### Consigne
Poursuivez le texte ci-dessous sur la loi russe relative aux « agents de l'étranger » en reprenant juste après sa dernière phrase.

Intimidations et diffamation : le quotidien des ONG

En Russie, plus d’une centaine d’organisations ont vu leur financement baisser, leur réputation salie et leur personnel faire l’objet d’intimidations au titre de la loi draconienne sur les « agents de l’étranger », a déclaré Amnesty International à l’approche du quatrième anniversaire de son entrée en vigueur le 21 novembre 2012.

Dans un nouveau rapport intitulé ‘Agents of the people’ : Four years of “foreign agents” law in Russia, Amnesty International met en lumière le prix à payer pour la société russe : des organisations non gouvernementales (ONG) critiques et indépendantes contraintes de fermer, de précieux services restreints et l’examen de la politique gouvernementale dans un grand nombre de domaines passé sous silence. Tous ces éléments constituent une attaque calculée contre la liberté d’expression.

« La loi sur les " agents de l’étranger " est destinée à entraver, stigmatiser et au final réduire au silence les ONG critiques. Elle a pris dans ses filets un large éventail d’ONG et est lourde de conséquences pour les droits individuels et la qualité du débat civique en Russie. Les ultimes perdants ne sont pas les ONG, mais la société russe », a déclaré Sergueï Nikitine, directeur d’Amnesty International Russie.

Au cours des quatre dernières années, 148 organisations ont été inscrites au registre des « agents de l’étranger », dont 27 ont totalement fermé. Ces ONG jouent un rôle important dans la protection des droits des citoyens ordinaires. Dans de nombreux cas, elles ont fourni des services que l’État n’assurait pas, comme une assistance juridique ou un soutien psychologique aux victimes de discriminations ou de violences et une surveillance environnementale. Ces contributions vitales au bien-être des citoyens de Russie sont désormais bloquées ou menacées, car les ONG risquent d’être – ou sont – considérées comme prenant part à des « activités politiques » et qualifiées d’« agents de l’étranger » au titre de la loi de 2012.

Les modifications apportées à cette loi au mois de juin 2016 n’ont servi qu’à élargir le champ d’application déjà vaste des « activités politiques » interdites, afin d’inclure quasiment toute forme de commentaire sur la politique gouvernementale ou l’action des pouvoirs publics.

### Lignes de données
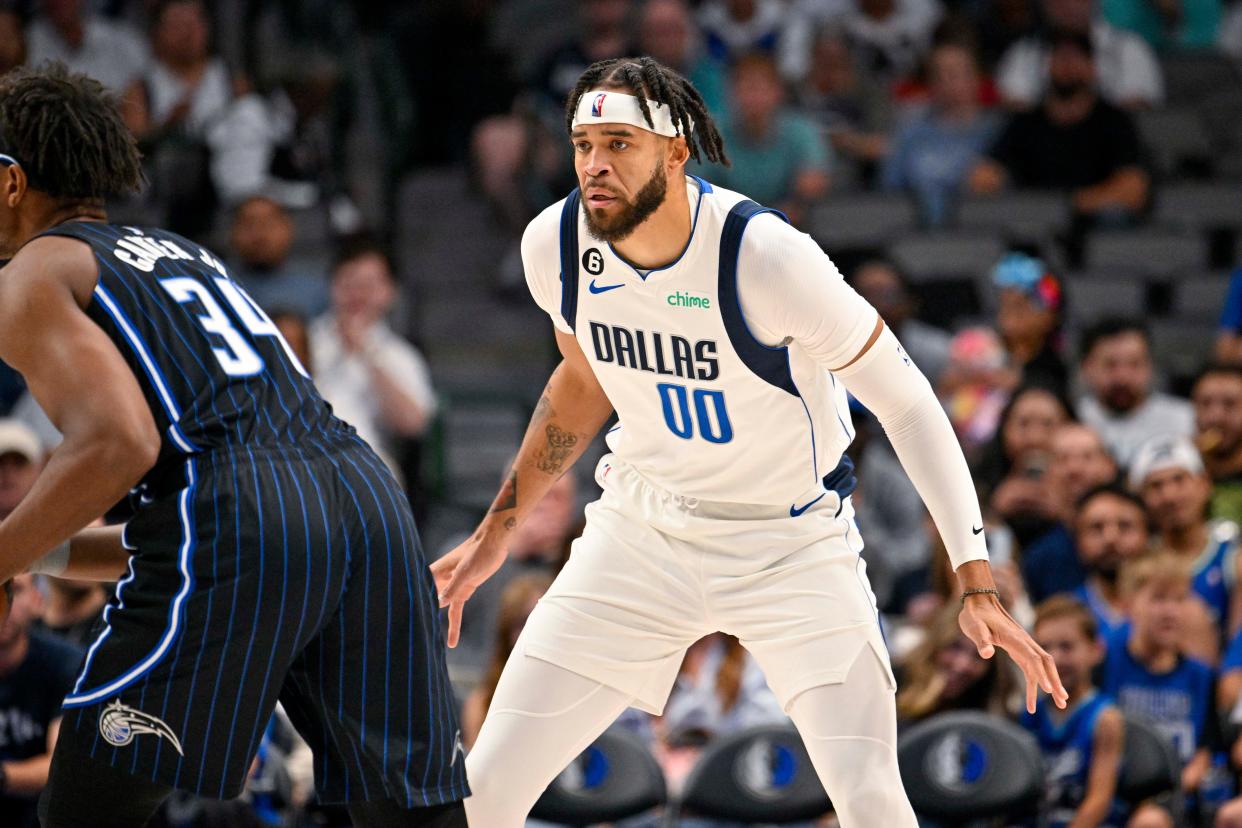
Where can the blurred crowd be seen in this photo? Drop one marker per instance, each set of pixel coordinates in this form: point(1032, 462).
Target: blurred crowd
point(1099, 406)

### Réponse
Amnesty International s’est penchée sur le cas de plus d’une dizaine d’ONG figurant sur la liste des « agents de l’étranger » et a mené des entretiens avec leurs dirigeants et leurs employés. Elles englobent des organisations travaillant sur tout un éventail de sujets, notamment la discrimination, la protection des droits des femmes et des personnes LGBTI, la préservation de la mémoire historique, les recherches universitaires, la réforme de la justice pénale et du système carcéral, les droits des consommateurs et les questions liées à l’environnent. Toutes ces organisations ont en commun la volonté d’amener les citoyens à évaluer de manière critique la politique mise en œuvre par le gouvernement.

Si le financement en Russie a toujours été limité, il est encore plus difficile d’y avoir accès depuis la diabolisation des ONG dans les médias russes. Conséquence de la loi sur les « agents de l’étranger », les fonds provenant de l’étranger – seule alternative possible pour les ONG – sont devenus une source de financement dangereuse, porteuse de risques considérables en termes de réputation et de légalité. Toute ONG qui dispose de fonds étrangers et prend part à des activités considérées comme politiques est susceptible de tomber sous le coup de cette loi.

« Il est clair que le principal objectif des autorités russes est d’étouffer le développement d’une société civile très engagée et de la remplacer par des partisans dociles et dépendants de la politique gouvernementale. Cette politique de la terre brûlée vis-à-vis de la société civile ne sert pas les intérêts à long terme de la Russie », a déclaré Sergueï Nikitine.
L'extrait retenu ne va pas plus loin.